◆ What you are asked to do ◆
Copy out the data below. Keep every word as it is.

◆ Dataset records ◆
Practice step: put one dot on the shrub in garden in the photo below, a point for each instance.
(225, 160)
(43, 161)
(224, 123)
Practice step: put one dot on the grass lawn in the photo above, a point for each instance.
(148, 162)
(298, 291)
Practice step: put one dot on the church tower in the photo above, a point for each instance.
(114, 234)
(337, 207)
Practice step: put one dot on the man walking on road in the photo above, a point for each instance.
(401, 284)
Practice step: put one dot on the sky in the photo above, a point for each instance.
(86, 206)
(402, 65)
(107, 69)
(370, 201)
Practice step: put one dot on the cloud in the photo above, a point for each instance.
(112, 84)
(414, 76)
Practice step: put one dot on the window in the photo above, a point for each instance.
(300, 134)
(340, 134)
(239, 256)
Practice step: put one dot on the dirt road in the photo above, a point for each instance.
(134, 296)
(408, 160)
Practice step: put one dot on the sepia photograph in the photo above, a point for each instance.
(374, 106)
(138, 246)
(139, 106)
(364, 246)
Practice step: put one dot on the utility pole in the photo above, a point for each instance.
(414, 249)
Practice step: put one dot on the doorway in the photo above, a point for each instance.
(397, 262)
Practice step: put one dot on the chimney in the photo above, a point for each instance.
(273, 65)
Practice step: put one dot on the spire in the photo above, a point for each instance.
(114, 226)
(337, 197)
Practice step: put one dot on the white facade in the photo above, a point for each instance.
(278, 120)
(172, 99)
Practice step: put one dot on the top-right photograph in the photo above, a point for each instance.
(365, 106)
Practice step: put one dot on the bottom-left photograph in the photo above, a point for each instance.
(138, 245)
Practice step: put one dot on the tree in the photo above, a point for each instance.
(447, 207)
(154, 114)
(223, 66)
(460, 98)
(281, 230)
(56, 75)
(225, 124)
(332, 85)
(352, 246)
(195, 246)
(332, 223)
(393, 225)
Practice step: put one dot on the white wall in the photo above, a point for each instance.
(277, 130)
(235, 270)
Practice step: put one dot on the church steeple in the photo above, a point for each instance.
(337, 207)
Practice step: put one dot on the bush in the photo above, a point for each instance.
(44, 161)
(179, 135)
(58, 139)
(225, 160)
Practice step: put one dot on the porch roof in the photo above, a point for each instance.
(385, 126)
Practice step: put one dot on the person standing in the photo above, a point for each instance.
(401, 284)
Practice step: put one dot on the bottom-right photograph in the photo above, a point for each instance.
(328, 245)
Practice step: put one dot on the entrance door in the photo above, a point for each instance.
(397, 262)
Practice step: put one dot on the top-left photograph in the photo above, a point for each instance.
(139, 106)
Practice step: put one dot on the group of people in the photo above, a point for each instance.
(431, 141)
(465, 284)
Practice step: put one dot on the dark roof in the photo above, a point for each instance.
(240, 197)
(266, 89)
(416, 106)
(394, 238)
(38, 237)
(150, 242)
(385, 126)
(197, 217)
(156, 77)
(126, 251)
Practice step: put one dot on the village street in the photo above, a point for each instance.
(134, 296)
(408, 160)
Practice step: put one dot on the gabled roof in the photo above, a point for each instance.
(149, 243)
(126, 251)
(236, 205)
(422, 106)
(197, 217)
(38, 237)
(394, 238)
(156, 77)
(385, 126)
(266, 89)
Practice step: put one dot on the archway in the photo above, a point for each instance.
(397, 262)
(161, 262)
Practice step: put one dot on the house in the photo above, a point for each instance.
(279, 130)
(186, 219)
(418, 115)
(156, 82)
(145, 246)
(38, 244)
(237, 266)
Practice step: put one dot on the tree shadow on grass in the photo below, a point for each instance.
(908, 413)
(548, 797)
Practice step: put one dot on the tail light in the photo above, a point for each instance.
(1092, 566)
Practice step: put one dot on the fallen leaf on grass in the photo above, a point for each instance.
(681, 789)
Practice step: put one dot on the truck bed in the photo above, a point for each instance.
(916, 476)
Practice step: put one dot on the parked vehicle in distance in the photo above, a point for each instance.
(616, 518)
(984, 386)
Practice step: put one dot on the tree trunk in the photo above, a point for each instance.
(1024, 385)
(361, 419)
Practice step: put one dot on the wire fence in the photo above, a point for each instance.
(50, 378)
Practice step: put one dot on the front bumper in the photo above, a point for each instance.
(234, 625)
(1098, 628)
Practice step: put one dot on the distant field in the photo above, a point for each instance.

◆ Your solution ◆
Practice step: put one dot on the shrub in garden in the photo below, a point for each instance.
(225, 160)
(43, 161)
(224, 123)
Practice step: put one dot on the grass lawn in the photo above, a point for each instance.
(148, 162)
(298, 291)
Practice step: put one dot on the church tower in the photo above, a point for each instance.
(114, 234)
(337, 207)
Practice step: put one dot on the man walking on road in the photo above, a point for each instance.
(401, 284)
Practice step: put one dot on the sky in the photo above, a point for each instance.
(86, 206)
(402, 65)
(107, 69)
(370, 201)
Practice step: put one dot on the cloud in the photo above, a point for each instance.
(112, 84)
(414, 76)
Practice step: put one dot on the window in the photo above, a point for each instance.
(300, 134)
(340, 134)
(239, 256)
Practice step: put one dot on the dirt road in the photo above, a point for each instance.
(134, 296)
(408, 160)
Practice step: put one dot on the sepia photograph in the photo above, a point for each instance.
(374, 106)
(138, 246)
(139, 106)
(364, 246)
Practice step: put one dot on the utility pole in the photo above, a point for each instance.
(414, 249)
Practice step: put one dot on the doorway in the photo above, a point for each instance.
(397, 262)
Practice step: put one dot on the chimney in the photo above, a point for each instance.
(273, 65)
Practice step: put one dot on the spire in the photo above, a point for each instance.
(114, 226)
(337, 197)
Practice step: put one dot on the white facade in the photo above, a point for each instance.
(278, 120)
(172, 99)
Practice step: put one dot on the top-right photograph in the photo above, a point for each instance.
(365, 106)
Practice step: put one dot on the bottom-left photograph in the photo above, a point for each instance.
(138, 245)
Practice step: put one dot on the tree in the photo above, a point for each instance.
(447, 207)
(154, 114)
(223, 66)
(460, 98)
(281, 230)
(56, 75)
(225, 124)
(332, 85)
(352, 246)
(195, 246)
(332, 223)
(393, 225)
Practice step: put one dot on the white wall in the photo above, a point for each instance.
(277, 130)
(235, 270)
Practice step: put one dot on the church steeple in the photo above, a point for each instance.
(337, 207)
Practice step: put one dot on the bush in the photo above, a point for each instance.
(44, 161)
(179, 135)
(58, 139)
(225, 160)
Practice step: put one dot on the porch roof in the photo above, a point for each instance.
(385, 126)
Practice step: put one dot on the person standing in the photo above, a point for each instance.
(401, 284)
Practice step: put one dot on the bottom-right photograph in the photo above, a point for each instance.
(328, 245)
Practice step: put one dot on the entrance door in the photo above, a point for each instance.
(397, 262)
Practice step: put one dot on the top-left photograph in the photo above, a point for each instance.
(139, 106)
Practice step: put one dot on the group of people in the photo above, a point for each instance.
(431, 141)
(465, 284)
Practice step: put one dot on the dark roof in the photo above, a point for each instance.
(240, 197)
(266, 89)
(416, 106)
(394, 238)
(38, 237)
(150, 242)
(385, 126)
(197, 217)
(156, 77)
(126, 251)
Practice step: put one dot on the village street in the photo above, a point for each instance.
(134, 296)
(408, 160)
Practice step: put one dot on the gabled roof in the photo above, a point for each instance.
(149, 243)
(126, 251)
(236, 205)
(422, 106)
(197, 217)
(38, 237)
(394, 238)
(156, 77)
(385, 126)
(266, 89)
Practice step: put one dot on the archway in the photo above, a point for each instance.
(397, 262)
(161, 262)
Practice step: put one dot on the house in the photo above, a point for each instance.
(279, 130)
(186, 219)
(418, 115)
(156, 82)
(145, 246)
(38, 244)
(237, 266)
Practice step: put one dot on the tree shadow on grass in the photo below, a point for each instance.
(908, 413)
(548, 797)
Practice step: put one dot on the tail light in the photo above, a point for each instance.
(1092, 566)
Practice step: put one dot on the fallen leaf on grass in the photo above, a point for each instance.
(681, 789)
Practice step: put one dot on the truck bed in the photo above, a point for each instance.
(916, 476)
Practice step: put one dot on the parked vehicle in distance in the photo above, a point for each instance.
(616, 518)
(984, 386)
Practice step: put one dot on the tree trunk in the photo above, a point for each instance.
(1024, 385)
(361, 419)
Practice step: put one dot on the wire fence in the photo above, a point for each instance.
(50, 378)
Practice step: put one dot on the front bumper in the photo above, a point for each instance.
(234, 625)
(1098, 628)
Practice step: put one dot on the distant field in the photo above, a point for each instance.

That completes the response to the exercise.